■ GIVEN PROBLEM:
Could you rewrite the material as a JSON list of strings, one string per line and blank lines dropped, starting with the line containing "point: ceiling -- for" and going on through the line containing "column 101, row 230"? Include both of those lines.

[Records of labeled points]
———
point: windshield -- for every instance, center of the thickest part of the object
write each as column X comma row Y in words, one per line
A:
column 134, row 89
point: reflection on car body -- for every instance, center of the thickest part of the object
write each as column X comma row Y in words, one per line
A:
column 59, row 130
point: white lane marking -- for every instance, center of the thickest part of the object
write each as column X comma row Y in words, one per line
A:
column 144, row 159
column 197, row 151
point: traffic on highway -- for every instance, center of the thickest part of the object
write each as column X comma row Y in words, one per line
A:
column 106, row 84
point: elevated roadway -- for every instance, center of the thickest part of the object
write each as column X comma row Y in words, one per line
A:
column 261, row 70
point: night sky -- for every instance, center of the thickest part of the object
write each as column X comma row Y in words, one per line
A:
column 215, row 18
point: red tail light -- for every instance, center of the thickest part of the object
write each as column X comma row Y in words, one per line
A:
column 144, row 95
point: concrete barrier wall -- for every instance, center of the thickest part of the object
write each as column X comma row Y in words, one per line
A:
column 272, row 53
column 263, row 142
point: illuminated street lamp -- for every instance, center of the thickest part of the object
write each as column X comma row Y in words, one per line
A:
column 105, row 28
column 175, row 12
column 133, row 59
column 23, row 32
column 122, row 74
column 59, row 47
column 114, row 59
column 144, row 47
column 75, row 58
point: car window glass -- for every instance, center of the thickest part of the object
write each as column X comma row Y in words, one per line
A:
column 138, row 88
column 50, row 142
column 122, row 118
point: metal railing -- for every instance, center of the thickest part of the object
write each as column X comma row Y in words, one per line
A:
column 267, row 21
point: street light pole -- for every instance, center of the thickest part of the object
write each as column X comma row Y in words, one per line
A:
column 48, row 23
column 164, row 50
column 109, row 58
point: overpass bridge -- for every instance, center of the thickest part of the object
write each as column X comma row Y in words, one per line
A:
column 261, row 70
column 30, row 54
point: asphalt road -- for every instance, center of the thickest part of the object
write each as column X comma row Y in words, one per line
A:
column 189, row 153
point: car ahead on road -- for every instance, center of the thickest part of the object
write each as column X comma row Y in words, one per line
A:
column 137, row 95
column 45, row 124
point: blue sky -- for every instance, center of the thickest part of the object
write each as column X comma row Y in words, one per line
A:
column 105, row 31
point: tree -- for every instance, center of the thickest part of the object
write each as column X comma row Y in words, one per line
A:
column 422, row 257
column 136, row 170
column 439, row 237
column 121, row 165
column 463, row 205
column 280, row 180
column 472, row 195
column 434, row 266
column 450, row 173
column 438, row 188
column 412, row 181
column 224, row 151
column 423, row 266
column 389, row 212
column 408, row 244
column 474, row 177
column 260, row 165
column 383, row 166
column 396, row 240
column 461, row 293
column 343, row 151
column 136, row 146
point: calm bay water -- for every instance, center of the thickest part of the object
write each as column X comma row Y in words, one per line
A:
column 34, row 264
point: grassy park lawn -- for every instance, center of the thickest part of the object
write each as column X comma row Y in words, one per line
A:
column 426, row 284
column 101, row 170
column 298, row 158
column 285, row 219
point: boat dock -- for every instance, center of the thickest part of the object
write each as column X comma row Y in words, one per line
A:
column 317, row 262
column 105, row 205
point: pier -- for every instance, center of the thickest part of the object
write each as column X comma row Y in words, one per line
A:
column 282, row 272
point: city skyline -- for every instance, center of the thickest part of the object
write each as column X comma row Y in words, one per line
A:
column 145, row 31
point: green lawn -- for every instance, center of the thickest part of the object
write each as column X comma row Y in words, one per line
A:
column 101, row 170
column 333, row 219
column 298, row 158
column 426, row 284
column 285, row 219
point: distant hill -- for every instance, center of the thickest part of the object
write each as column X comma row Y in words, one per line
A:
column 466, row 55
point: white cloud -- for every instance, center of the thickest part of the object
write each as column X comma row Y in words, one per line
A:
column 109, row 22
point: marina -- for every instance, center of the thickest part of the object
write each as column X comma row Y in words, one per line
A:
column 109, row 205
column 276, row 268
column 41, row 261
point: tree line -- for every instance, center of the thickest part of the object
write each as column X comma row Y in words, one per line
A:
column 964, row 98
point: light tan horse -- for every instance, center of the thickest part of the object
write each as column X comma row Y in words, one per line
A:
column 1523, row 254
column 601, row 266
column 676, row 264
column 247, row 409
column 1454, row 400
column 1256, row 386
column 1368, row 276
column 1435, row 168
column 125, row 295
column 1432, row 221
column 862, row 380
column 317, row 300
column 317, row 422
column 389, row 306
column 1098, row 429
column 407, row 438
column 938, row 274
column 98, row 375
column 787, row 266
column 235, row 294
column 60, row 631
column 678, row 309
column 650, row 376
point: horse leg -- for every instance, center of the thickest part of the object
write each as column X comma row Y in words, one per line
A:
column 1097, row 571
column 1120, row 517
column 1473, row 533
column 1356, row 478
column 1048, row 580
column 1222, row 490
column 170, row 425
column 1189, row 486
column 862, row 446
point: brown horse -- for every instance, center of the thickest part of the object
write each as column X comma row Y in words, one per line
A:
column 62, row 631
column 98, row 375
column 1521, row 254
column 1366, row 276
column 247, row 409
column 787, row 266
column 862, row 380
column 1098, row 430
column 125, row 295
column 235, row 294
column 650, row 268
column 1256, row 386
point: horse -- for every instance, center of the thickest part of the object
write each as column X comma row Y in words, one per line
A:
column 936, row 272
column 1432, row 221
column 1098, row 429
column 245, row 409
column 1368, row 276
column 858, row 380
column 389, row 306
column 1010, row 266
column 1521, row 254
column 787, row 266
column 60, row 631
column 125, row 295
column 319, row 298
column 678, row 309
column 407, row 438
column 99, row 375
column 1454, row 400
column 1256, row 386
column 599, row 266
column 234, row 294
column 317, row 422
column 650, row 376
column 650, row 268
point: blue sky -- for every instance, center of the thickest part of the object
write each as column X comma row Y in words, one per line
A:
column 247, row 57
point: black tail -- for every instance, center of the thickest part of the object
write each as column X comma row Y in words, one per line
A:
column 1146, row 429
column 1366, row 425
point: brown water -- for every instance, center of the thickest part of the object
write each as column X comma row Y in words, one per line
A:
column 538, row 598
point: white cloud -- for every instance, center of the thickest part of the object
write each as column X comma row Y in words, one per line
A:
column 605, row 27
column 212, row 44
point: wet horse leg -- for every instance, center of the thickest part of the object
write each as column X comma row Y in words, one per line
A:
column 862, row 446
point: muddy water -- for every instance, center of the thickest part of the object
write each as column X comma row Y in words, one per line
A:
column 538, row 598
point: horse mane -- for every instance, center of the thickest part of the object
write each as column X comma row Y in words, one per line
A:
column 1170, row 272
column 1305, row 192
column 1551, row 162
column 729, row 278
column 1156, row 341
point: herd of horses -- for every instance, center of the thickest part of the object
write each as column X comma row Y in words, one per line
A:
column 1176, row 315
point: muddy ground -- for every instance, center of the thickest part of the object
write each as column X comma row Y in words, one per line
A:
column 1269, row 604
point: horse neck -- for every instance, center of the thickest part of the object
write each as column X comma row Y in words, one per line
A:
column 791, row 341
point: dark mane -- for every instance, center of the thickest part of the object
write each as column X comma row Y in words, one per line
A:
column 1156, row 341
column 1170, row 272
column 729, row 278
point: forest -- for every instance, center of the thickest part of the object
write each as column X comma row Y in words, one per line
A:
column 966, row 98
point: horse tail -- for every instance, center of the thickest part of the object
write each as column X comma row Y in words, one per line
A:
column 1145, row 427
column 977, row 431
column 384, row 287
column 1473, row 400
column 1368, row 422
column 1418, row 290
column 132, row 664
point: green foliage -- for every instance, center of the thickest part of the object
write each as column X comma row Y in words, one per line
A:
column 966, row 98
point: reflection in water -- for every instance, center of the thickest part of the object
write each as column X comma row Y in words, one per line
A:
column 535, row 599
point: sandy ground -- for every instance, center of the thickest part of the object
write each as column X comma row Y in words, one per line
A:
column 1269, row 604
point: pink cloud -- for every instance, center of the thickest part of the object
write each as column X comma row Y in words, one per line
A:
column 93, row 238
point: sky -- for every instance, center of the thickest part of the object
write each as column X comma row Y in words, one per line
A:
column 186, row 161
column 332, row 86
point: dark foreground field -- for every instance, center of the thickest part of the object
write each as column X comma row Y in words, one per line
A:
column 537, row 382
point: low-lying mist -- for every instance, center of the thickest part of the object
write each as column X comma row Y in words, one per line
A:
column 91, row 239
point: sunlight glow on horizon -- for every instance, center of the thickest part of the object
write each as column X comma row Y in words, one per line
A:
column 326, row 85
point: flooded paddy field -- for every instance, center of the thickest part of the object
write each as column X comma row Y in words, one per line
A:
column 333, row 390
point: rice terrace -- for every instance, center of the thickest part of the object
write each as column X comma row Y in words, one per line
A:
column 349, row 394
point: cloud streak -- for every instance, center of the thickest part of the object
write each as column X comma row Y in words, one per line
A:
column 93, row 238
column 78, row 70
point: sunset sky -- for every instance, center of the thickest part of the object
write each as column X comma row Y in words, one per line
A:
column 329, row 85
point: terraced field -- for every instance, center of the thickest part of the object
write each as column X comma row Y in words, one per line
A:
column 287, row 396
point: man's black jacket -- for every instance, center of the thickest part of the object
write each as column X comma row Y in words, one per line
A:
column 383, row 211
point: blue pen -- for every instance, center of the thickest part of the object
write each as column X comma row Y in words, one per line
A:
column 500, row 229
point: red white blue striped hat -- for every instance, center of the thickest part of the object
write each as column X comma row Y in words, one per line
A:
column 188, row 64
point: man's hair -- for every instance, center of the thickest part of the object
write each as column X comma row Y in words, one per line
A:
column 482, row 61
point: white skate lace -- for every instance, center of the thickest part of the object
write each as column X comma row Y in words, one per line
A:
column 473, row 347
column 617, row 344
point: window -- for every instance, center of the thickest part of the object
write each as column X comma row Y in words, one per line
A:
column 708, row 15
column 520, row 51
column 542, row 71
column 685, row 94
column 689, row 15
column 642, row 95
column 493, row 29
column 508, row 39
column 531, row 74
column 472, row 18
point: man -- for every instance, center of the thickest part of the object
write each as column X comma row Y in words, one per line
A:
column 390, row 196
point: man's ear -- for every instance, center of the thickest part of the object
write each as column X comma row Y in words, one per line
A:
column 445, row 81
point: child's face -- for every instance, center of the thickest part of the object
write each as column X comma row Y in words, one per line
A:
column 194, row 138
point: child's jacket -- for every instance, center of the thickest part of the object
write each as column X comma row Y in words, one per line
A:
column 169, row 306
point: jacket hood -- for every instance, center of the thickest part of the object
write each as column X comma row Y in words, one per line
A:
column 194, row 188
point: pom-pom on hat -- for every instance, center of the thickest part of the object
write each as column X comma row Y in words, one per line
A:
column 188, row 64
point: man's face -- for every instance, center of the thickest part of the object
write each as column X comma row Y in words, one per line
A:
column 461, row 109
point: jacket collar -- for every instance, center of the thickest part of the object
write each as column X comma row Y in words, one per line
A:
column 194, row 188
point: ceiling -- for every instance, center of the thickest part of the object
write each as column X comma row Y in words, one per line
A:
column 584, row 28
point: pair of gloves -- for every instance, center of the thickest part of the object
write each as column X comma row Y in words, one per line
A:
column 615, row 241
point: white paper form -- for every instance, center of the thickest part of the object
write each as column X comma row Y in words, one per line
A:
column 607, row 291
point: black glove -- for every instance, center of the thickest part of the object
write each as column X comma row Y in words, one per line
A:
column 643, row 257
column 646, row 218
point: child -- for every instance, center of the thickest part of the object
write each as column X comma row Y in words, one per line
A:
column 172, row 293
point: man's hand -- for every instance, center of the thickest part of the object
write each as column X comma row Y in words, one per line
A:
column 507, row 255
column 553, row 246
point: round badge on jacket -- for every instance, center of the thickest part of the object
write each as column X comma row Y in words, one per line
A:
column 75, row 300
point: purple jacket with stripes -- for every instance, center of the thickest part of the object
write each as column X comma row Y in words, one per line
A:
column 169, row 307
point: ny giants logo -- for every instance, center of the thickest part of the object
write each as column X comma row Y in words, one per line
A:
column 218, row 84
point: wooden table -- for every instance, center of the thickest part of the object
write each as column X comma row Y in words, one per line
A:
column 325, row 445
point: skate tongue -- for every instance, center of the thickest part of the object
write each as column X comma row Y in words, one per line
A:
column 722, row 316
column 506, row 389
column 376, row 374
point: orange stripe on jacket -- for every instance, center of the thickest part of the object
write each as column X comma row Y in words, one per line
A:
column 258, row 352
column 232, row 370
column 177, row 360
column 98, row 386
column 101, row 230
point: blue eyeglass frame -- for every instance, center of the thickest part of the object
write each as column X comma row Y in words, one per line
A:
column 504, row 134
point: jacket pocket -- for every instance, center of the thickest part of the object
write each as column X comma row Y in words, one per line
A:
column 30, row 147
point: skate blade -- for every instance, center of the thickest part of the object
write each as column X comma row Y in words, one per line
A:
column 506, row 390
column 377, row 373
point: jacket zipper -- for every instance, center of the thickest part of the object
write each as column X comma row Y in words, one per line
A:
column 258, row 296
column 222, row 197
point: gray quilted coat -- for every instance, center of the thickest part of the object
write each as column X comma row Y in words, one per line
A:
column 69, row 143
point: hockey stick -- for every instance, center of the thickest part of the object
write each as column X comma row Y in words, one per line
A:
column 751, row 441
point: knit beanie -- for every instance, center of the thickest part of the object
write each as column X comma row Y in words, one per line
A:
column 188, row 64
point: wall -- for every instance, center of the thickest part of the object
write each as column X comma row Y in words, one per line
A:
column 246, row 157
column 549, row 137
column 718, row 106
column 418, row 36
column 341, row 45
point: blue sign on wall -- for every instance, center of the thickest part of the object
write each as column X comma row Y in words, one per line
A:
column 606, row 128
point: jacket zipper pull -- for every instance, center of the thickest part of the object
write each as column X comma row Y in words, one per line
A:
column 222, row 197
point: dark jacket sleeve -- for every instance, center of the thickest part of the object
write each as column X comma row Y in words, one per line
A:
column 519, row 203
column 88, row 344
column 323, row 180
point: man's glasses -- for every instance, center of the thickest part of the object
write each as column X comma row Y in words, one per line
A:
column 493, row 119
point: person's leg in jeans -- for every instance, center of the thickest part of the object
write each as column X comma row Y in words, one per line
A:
———
■ EXPECTED OUTPUT:
[
  "point: ceiling -- for every instance, center of the thickest part of the object",
  "write each as column X comma row Y in words, one per line",
  "A:",
  "column 584, row 28",
  "point: pair of gloves -- for every instance, center of the thickest part of the object",
  "write each as column X comma row Y in words, one per line",
  "A:",
  "column 615, row 241",
  "point: white paper form -- for every instance, center of the thickest part of the object",
  "write each as column X comma row Y in words, one per line",
  "A:",
  "column 607, row 291",
  "point: black glove -- for every instance, center of the thickest part of the object",
  "write each as column X comma row Y in words, one per line",
  "A:",
  "column 643, row 257",
  "column 646, row 218",
  "point: child -- for every instance, center of the thickest part of the object",
  "write each as column X comma row Y in words, one per line",
  "A:",
  "column 172, row 293",
  "point: man's hand -- for every instance, center of the thickest part of the object",
  "write each as column X comma row Y in words, one per line",
  "A:",
  "column 507, row 255",
  "column 553, row 246",
  "point: round badge on jacket -- for every instance, center of the thickest part of the object",
  "write each as column X comma row Y in words, one per line",
  "A:",
  "column 75, row 300",
  "point: purple jacket with stripes -- for every instance, center of the thickest part of the object",
  "write each as column X comma row Y in words, one per line",
  "A:",
  "column 169, row 307",
  "point: ny giants logo -- for every instance, center of the thickest part of the object",
  "write each as column X comma row Y in words, one per line",
  "A:",
  "column 218, row 84",
  "point: wooden table -- for every instance, center of the thickest part of the object",
  "write each as column X comma row Y in words, one per line",
  "A:",
  "column 325, row 445",
  "point: skate tongue -- for every instance, center of the thickest part of the object",
  "write each as column X comma row Y in words, one per line",
  "A:",
  "column 722, row 316",
  "column 506, row 389",
  "column 376, row 374",
  "point: orange stripe on jacket -- for every instance, center of the thickest part of the object",
  "write each as column X comma row Y in words, one per line",
  "A:",
  "column 258, row 352",
  "column 232, row 370",
  "column 177, row 360",
  "column 98, row 386",
  "column 101, row 230"
]